Text passage
=======

In short, is gaining at most a 20% increase in real-world resolving power between f/2.8 and f/8 when you use really good lenses a compelling reason to switch? Almost certainly not.


----------



## JR (Mar 28, 2012)

OK, this may sound weird to some but to all Canon lovers thinking of switching to Nikon, I have a simple question for you. In these forum we discuss specs at lenght for sure and often perceived performance differential (since no full blown test has been done on either Camenra from DP Review for example) but we never refer to ergononics.

If you have shot with Xanon for a few years, have you ever held a Nikon camera in your hand? Are you sure you would be comfortable with it? I know it sound stupid but for me everytime I hold a Nikon camera, as good as they might be or are, they just dont feel right in my hand. I just prefer the feel of the canon body...ok I will not stay with canon just for a feel, but just a thought anyway!

=======

Data provided
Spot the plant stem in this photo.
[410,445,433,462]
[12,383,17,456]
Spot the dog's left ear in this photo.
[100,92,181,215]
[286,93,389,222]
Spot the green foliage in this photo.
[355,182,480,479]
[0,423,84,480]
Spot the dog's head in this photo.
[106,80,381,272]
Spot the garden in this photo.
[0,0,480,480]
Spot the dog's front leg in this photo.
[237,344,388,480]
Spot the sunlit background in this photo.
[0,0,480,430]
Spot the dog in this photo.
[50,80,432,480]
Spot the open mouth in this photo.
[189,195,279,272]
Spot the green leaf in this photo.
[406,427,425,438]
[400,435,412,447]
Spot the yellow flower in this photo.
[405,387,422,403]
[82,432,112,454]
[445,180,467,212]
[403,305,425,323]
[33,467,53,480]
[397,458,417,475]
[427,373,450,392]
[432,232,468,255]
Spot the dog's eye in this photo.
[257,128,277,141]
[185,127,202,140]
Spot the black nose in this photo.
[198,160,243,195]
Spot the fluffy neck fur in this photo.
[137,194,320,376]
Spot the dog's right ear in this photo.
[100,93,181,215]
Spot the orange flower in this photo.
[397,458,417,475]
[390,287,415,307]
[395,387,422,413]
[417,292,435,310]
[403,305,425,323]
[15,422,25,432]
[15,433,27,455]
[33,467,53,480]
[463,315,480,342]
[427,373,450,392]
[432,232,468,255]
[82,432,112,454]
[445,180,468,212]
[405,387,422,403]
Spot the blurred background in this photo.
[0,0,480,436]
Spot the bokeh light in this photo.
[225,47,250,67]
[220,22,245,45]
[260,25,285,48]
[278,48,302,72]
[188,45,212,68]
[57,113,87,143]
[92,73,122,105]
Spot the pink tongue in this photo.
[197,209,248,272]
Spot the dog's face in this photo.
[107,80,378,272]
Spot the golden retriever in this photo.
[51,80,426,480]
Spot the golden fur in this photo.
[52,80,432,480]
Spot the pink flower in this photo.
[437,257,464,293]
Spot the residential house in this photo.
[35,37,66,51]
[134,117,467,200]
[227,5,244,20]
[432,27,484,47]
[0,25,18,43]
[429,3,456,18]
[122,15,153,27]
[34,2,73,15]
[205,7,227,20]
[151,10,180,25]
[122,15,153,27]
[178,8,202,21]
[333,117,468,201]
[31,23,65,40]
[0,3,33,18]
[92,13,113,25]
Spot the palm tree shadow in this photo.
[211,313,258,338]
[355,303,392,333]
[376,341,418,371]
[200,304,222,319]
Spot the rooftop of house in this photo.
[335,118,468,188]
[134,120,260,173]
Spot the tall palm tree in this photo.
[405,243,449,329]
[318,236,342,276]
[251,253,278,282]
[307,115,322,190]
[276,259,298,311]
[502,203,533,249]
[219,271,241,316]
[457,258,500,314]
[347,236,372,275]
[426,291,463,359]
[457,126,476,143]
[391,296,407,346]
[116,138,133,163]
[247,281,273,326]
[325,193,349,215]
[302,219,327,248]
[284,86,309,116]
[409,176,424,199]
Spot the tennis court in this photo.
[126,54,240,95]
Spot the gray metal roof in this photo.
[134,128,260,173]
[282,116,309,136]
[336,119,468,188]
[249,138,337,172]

=======

Directions
a. In the Canon and Nikon forum thread, what does JR prefer to the feel of a Nikon camera?
b. Retype the part of the Canon and Nikon forum thread that opens with the words containing "OK, this may" and closes with "a thought anyway!".
c. Write a continuation of the Canon and Nikon forum thread, picking up after its final sentence.

The results
a. The feel of the Canon body.

b.
OK, this may sound weird to some but to all Canon lovers thinking of switching to Nikon, I have a simple question for you. In these forum we discuss specs at lenght for sure and often perceived performance differential (since no full blown test has been done on either Camenra from DP Review for example) but we never refer to ergononics.

If you have shot with Xanon for a few years, have you ever held a Nikon camera in your hand? Are you sure you would be comfortable with it? I know it sound stupid but for me everytime I hold a Nikon camera, as good as they might be or are, they just dont feel right in my hand. I just prefer the feel of the canon body...ok I will not stay with canon just for a feel, but just a thought anyway!

c.
----------



## V8Beast (Mar 28, 2012)

dougfrommar said:


> I doubt I will change to Nikon... too much invested in Canon equipment - however I also doubt I will buy the 5DmkIII. I am quite happy with the mkII right now and not seeing enough of an improvement to warrant moving up yet. Just thinking about what I would do for my next camera and why the Nikon is cheaper then the Canon....



IMHO, the D800 vs. the 5DIII debate is easy. Do you like the actual IQ of the D800 better than the 5DIII, or are you merely impressed by its stats? If you like the IQ of the D800 better, and need the extra resolution, switch systems. If you prefer the look of the 5DIII's files, and 22 megapixels are sufficient for your needs, stick with Canon. I had both bodies on pre-order, but as the sample images from both bodies started trickling out, I grew less impressed with the D800. So, I cancelled my D800 order and my 5DIII will be here tomorrow 

Furthermore, is there a rule that says you must upgrade bodies whenever a new one comes out ? If I had a 5DII, and didn't need an vastly improved AF system and faster burst rate, I don't know that it would be worth it up upgrade to the 5DIII. I went through the same dilemma with then 5DII came out, and ultimately decided to stick with my 5DC until Canon addressed what I felt were its most glaring weakness: AF and FPS.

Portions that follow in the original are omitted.